> **Votre tâche**: Renommez « bin sensor » en « overhead camera » dans toutes les lignes ci-dessous, puis recopiez-les sans aucune autre modification. Laissez les images de côté dans votre réponse.

> **Données de détection d'objets**:
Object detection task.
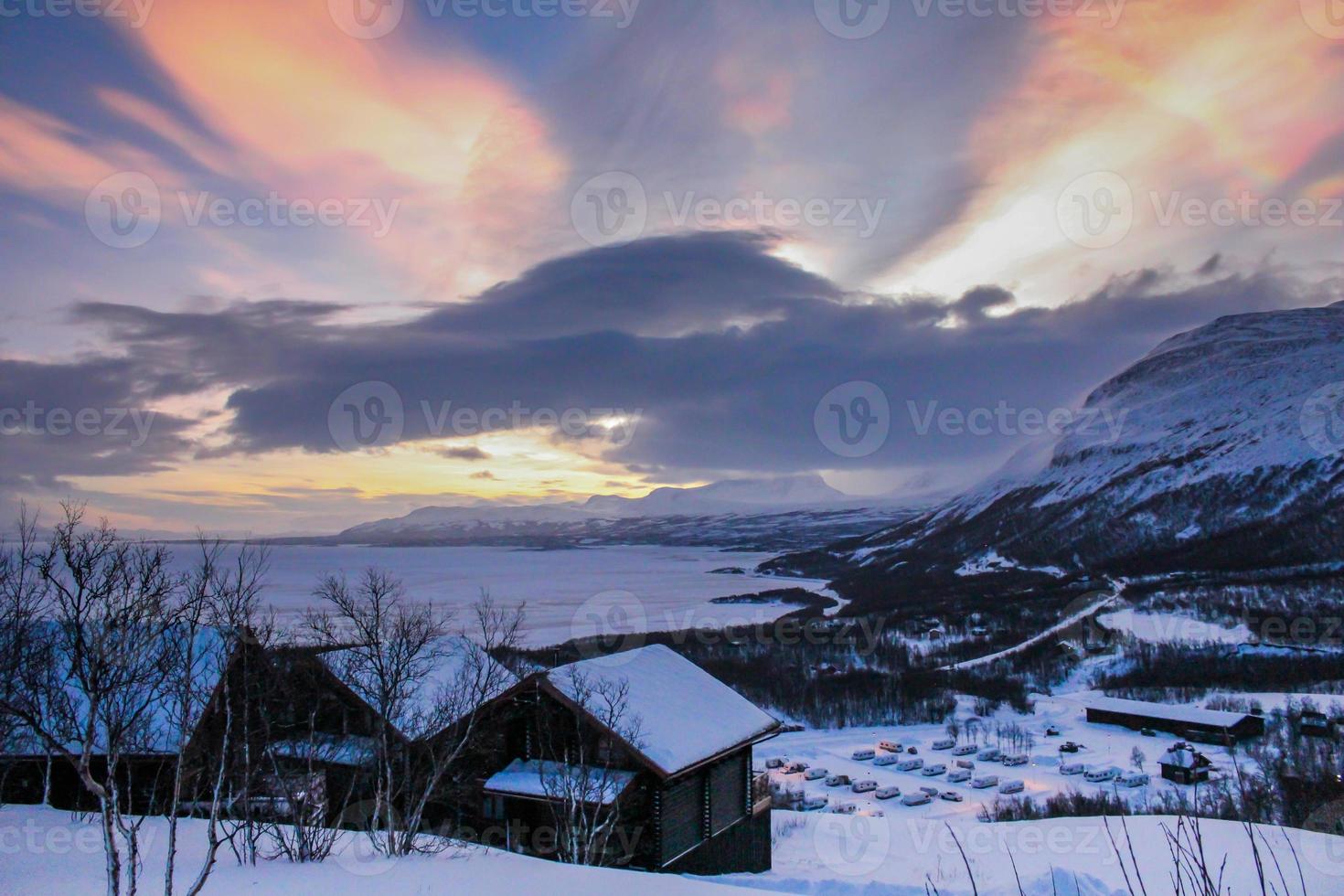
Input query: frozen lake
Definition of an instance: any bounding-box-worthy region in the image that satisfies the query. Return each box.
[172,544,826,646]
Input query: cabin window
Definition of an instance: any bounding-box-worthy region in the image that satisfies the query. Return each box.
[709,753,747,834]
[663,773,704,862]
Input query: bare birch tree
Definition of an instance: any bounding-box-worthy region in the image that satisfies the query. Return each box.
[3,504,174,896]
[538,669,641,865]
[308,568,521,856]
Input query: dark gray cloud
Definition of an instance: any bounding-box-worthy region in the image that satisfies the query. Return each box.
[34,228,1340,496]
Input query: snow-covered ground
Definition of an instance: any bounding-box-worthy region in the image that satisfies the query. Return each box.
[1097,610,1252,644]
[0,806,732,896]
[741,811,1344,896]
[755,690,1328,827]
[944,586,1124,670]
[732,692,1344,896]
[0,806,1344,896]
[161,546,827,645]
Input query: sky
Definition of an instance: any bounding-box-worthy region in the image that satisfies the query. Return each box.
[0,0,1344,535]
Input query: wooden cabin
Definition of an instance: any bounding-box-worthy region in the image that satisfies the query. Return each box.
[1157,743,1213,784]
[458,645,780,874]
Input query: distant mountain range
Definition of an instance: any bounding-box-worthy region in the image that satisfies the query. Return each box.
[766,304,1344,606]
[283,475,914,550]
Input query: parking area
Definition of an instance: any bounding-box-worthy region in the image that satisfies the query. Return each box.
[755,695,1232,818]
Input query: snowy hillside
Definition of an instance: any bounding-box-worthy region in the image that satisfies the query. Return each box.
[323,475,910,550]
[778,305,1344,607]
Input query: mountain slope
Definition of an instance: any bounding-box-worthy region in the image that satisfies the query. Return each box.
[319,475,912,550]
[772,304,1344,602]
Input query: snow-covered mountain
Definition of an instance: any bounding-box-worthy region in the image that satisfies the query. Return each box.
[772,304,1344,596]
[323,475,912,550]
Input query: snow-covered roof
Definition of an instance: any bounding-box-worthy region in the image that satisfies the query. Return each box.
[544,645,780,776]
[4,622,229,755]
[320,635,517,736]
[485,759,635,806]
[268,735,374,765]
[1083,698,1252,728]
[1157,747,1209,768]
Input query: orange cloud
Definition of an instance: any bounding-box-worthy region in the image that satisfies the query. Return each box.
[115,0,567,298]
[884,0,1344,304]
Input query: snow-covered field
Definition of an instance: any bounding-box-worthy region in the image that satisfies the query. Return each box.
[755,692,1253,822]
[0,692,1344,896]
[0,806,732,896]
[1097,610,1252,644]
[752,811,1344,896]
[161,546,826,645]
[0,806,1344,896]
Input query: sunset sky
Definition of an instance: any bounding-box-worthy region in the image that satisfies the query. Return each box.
[0,0,1344,533]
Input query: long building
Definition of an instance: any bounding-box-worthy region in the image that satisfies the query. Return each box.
[1084,698,1264,744]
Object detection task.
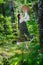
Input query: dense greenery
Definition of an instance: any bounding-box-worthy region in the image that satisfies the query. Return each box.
[0,0,43,65]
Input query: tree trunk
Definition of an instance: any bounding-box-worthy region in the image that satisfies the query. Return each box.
[38,0,43,50]
[2,3,5,17]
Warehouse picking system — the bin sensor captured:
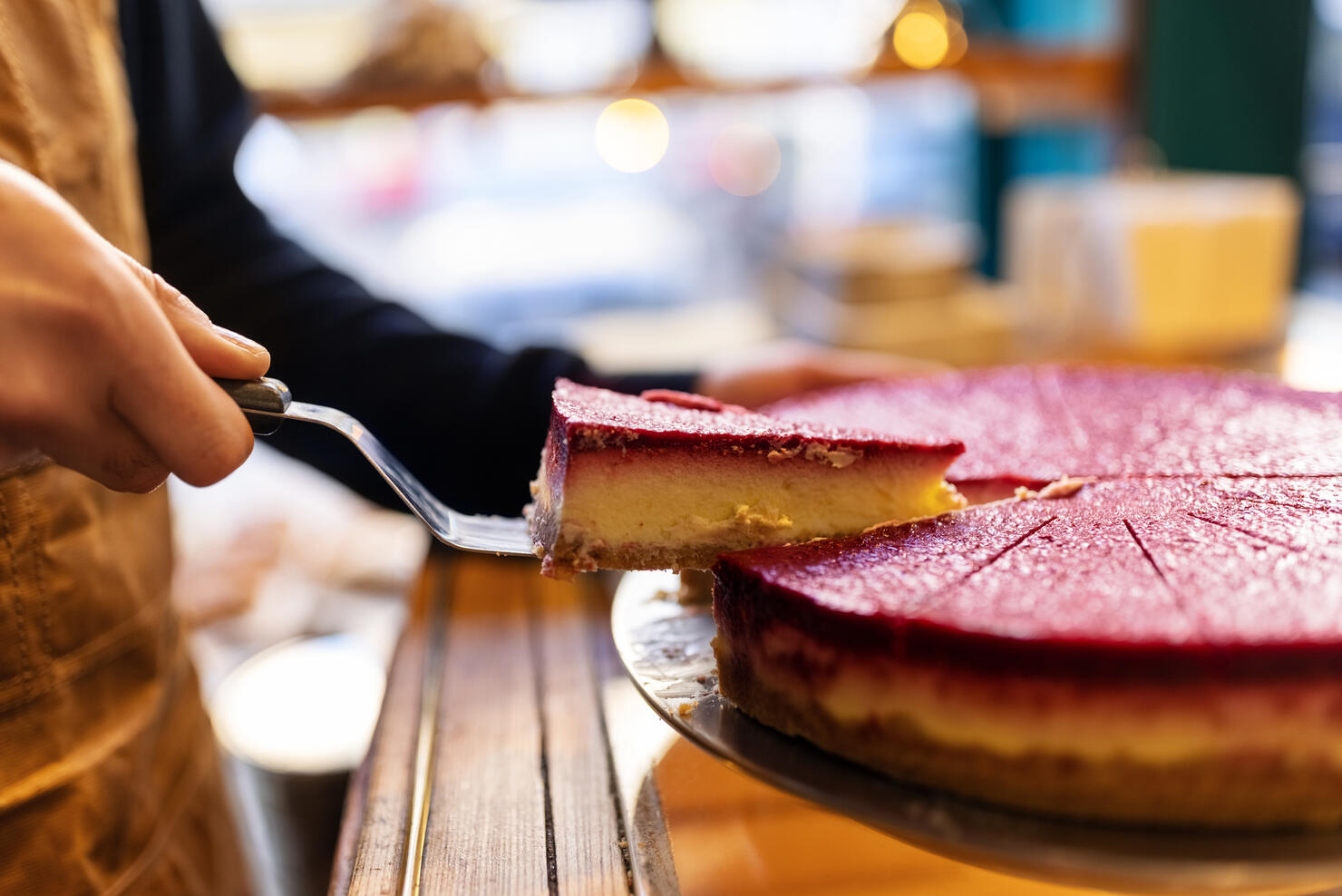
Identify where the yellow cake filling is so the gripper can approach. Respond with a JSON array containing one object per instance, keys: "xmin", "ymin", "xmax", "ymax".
[
  {"xmin": 735, "ymin": 625, "xmax": 1342, "ymax": 766},
  {"xmin": 555, "ymin": 451, "xmax": 964, "ymax": 550}
]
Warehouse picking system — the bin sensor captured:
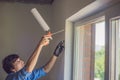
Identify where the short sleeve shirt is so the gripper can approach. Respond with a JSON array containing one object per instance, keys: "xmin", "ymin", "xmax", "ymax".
[{"xmin": 5, "ymin": 68, "xmax": 46, "ymax": 80}]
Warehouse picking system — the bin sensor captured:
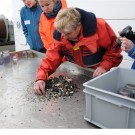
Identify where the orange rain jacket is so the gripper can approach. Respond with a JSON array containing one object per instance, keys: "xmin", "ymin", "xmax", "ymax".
[
  {"xmin": 39, "ymin": 0, "xmax": 67, "ymax": 49},
  {"xmin": 36, "ymin": 9, "xmax": 122, "ymax": 80}
]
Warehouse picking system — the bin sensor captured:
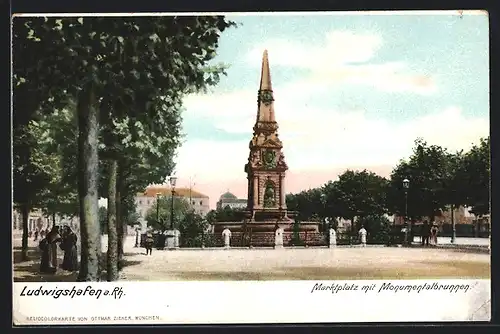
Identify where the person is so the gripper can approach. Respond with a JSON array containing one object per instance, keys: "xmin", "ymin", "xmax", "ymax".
[
  {"xmin": 46, "ymin": 226, "xmax": 62, "ymax": 271},
  {"xmin": 38, "ymin": 226, "xmax": 61, "ymax": 274},
  {"xmin": 422, "ymin": 220, "xmax": 430, "ymax": 246},
  {"xmin": 144, "ymin": 232, "xmax": 155, "ymax": 255},
  {"xmin": 431, "ymin": 224, "xmax": 438, "ymax": 246},
  {"xmin": 59, "ymin": 225, "xmax": 78, "ymax": 271},
  {"xmin": 358, "ymin": 225, "xmax": 368, "ymax": 247}
]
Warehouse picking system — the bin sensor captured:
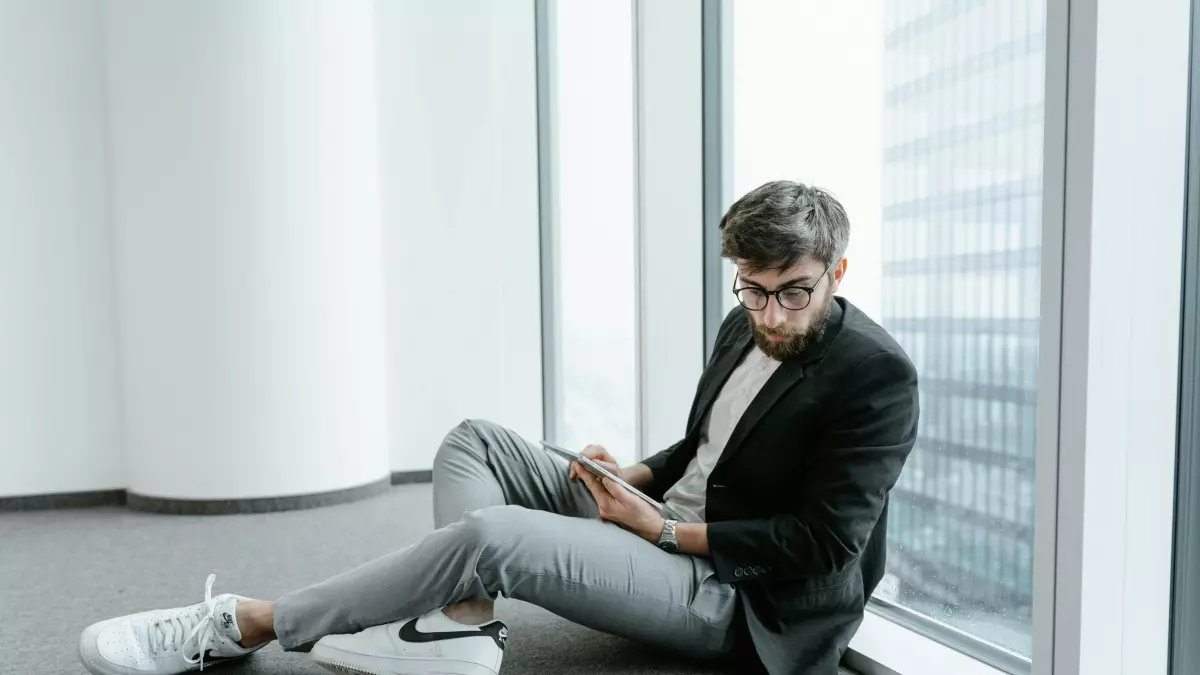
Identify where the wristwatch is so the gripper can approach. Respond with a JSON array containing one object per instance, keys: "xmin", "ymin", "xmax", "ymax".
[{"xmin": 658, "ymin": 520, "xmax": 679, "ymax": 554}]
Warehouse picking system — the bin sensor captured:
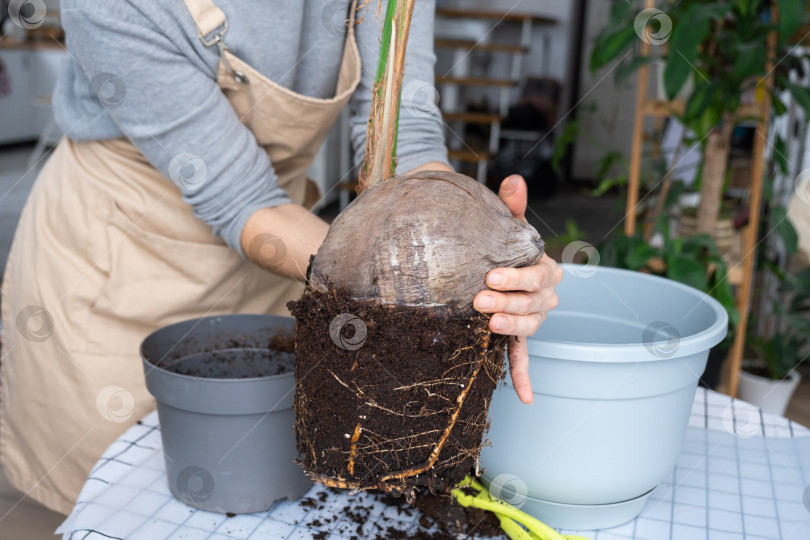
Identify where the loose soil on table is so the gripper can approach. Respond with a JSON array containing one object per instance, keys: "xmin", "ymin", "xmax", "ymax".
[
  {"xmin": 288, "ymin": 289, "xmax": 505, "ymax": 500},
  {"xmin": 300, "ymin": 489, "xmax": 506, "ymax": 540}
]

> **Résultat de l'exercice**:
Object detection task.
Input query: frozen lake
Definition of an instance: any bounding-box-worthy region in the image that satisfies the query. Return each box.
[172,544,826,646]
Input query: cabin window
Definition of an instance: any bounding-box-worthy region in the image that satisfies the query. Return each box.
[709,753,747,834]
[663,773,704,862]
Input query: bare birch tree
Definition of an instance: any bounding-box-worthy region in the image that satisfies the query. Return each box.
[3,504,174,896]
[538,669,641,865]
[308,568,521,856]
Input query: dark gray cloud
Definition of an instance: any bounding-box-worthy region in the image that satisfies the query. Return each box.
[34,228,1340,496]
Input query: snow-covered ground
Definition of an instance: any bounding-box-worthy region in the image that satisfies the query. Return each box.
[1097,610,1252,644]
[0,806,732,896]
[741,811,1344,896]
[755,690,1328,827]
[944,586,1124,670]
[732,692,1344,896]
[0,806,1344,896]
[161,546,827,645]
Input query: sky
Definition of an instance: any bounding-box-worthy region in the image that satisfies the query. Return each box.
[0,0,1344,535]
Input query: wooden cabin
Definition of an instance: any bounding-box-worthy region in the image that satisfies the query. Return each box.
[1157,743,1213,784]
[458,645,780,874]
Input query: distant mountain range
Definition of an instance: any bounding-box-worthy region in the image that satisfies the query. Return each box.
[766,304,1344,606]
[283,475,914,550]
Input query: parking area
Definition of an instance: any bounding-box-worthy region in the image that satisfies the query. Return each box.
[755,695,1232,818]
Input query: snowy hillside
Definition of an instance: any bounding-box-worthy region in the image that satisfies the query. Return each box.
[323,475,910,550]
[778,305,1344,607]
Input query: mountain slope
Definition of an instance: any bounding-box-worthy region in the image that satisfies the query. Return each box.
[319,475,912,550]
[772,304,1344,602]
Input query: snow-covered mountain
Definition of an instance: any bounding-box-worthy region in the image that satisfies the query. Return each box.
[772,304,1344,596]
[323,475,912,550]
Input query: snow-covered roof
Definition of an instance: any bounding-box-worthy region in the image that satisfies the query. Return each box.
[544,645,780,776]
[4,622,229,755]
[320,635,517,736]
[485,759,635,806]
[268,735,374,765]
[1083,698,1252,728]
[1157,747,1209,768]
Input query: orange cloud
Definition of an instance: any bounding-box-worthy region in the image that satisfies the query. Return each box.
[115,0,567,298]
[884,0,1344,304]
Input query: snow-covered field
Definition of an instance: any bounding-box-worthy region in the image that satisfies the query. Return each box.
[755,692,1253,822]
[0,692,1344,896]
[0,806,732,896]
[1097,610,1252,644]
[752,811,1344,896]
[161,546,826,645]
[0,806,1344,896]
Input query: sunset sky
Definition of an instance: any bounding-box-worthy region in the image that satisfies the query. Return each box.
[0,0,1344,533]
Input query: long building
Definition of an instance: any bounding-box-worthy region in the image that satisfies the query. Return each box.
[1084,698,1264,744]
Object detection task.
Input query: dense greenery
Definition of an instance: any bounding-box-worthy region in the image that satisfies the query. Return each box.
[0,0,43,65]
Input query: tree trunk
Definition of an instance: any bounding-box-worthy region in the image that satisfies the query. Return each box.
[38,0,43,50]
[2,3,5,17]
Warehouse picking system — the overhead camera captured:
Identify where the yellow cake filling is so the gripper can approach. Respond with a JSON array containing one object per instance, keys: "xmin", "ymin", "xmax", "ymax".
[
  {"xmin": 735, "ymin": 625, "xmax": 1342, "ymax": 766},
  {"xmin": 555, "ymin": 451, "xmax": 964, "ymax": 550}
]
Warehouse picking system — the overhead camera captured:
Identify where the short sleeve shirt is so the gripper can approach. Respond with a JSON array containing one object per instance, keys: "xmin", "ymin", "xmax", "ymax".
[{"xmin": 5, "ymin": 68, "xmax": 46, "ymax": 80}]
Warehouse picking system — the overhead camera captured:
Identify where the orange rain jacket is so the gripper can approach. Respond with a JSON array containing one object per instance, keys: "xmin", "ymin", "xmax", "ymax".
[
  {"xmin": 39, "ymin": 0, "xmax": 67, "ymax": 49},
  {"xmin": 36, "ymin": 9, "xmax": 122, "ymax": 80}
]
Warehouse picking system — the overhead camera captured:
Identify where the person is so the gripper can approach. Respond with a JSON array containing one object per instance, keys: "xmin", "ymin", "xmax", "ymax".
[
  {"xmin": 46, "ymin": 226, "xmax": 62, "ymax": 271},
  {"xmin": 38, "ymin": 226, "xmax": 61, "ymax": 274},
  {"xmin": 422, "ymin": 220, "xmax": 430, "ymax": 246},
  {"xmin": 144, "ymin": 232, "xmax": 155, "ymax": 255},
  {"xmin": 431, "ymin": 224, "xmax": 438, "ymax": 246},
  {"xmin": 59, "ymin": 225, "xmax": 78, "ymax": 271},
  {"xmin": 358, "ymin": 225, "xmax": 368, "ymax": 247}
]
Warehouse picking system — the overhead camera captured:
Identify where the wristwatch is so the gripper can approach. Respond with a JSON array containing one object per instance, keys: "xmin", "ymin", "xmax", "ymax".
[{"xmin": 658, "ymin": 520, "xmax": 679, "ymax": 554}]
Warehouse picking system — the overhead camera captured:
Identify where the loose soil on table is so the gripper can approach. Respond with a JSON array containing one object per instance, keys: "xmin", "ymin", "xmax", "ymax".
[
  {"xmin": 288, "ymin": 289, "xmax": 505, "ymax": 500},
  {"xmin": 300, "ymin": 489, "xmax": 506, "ymax": 540}
]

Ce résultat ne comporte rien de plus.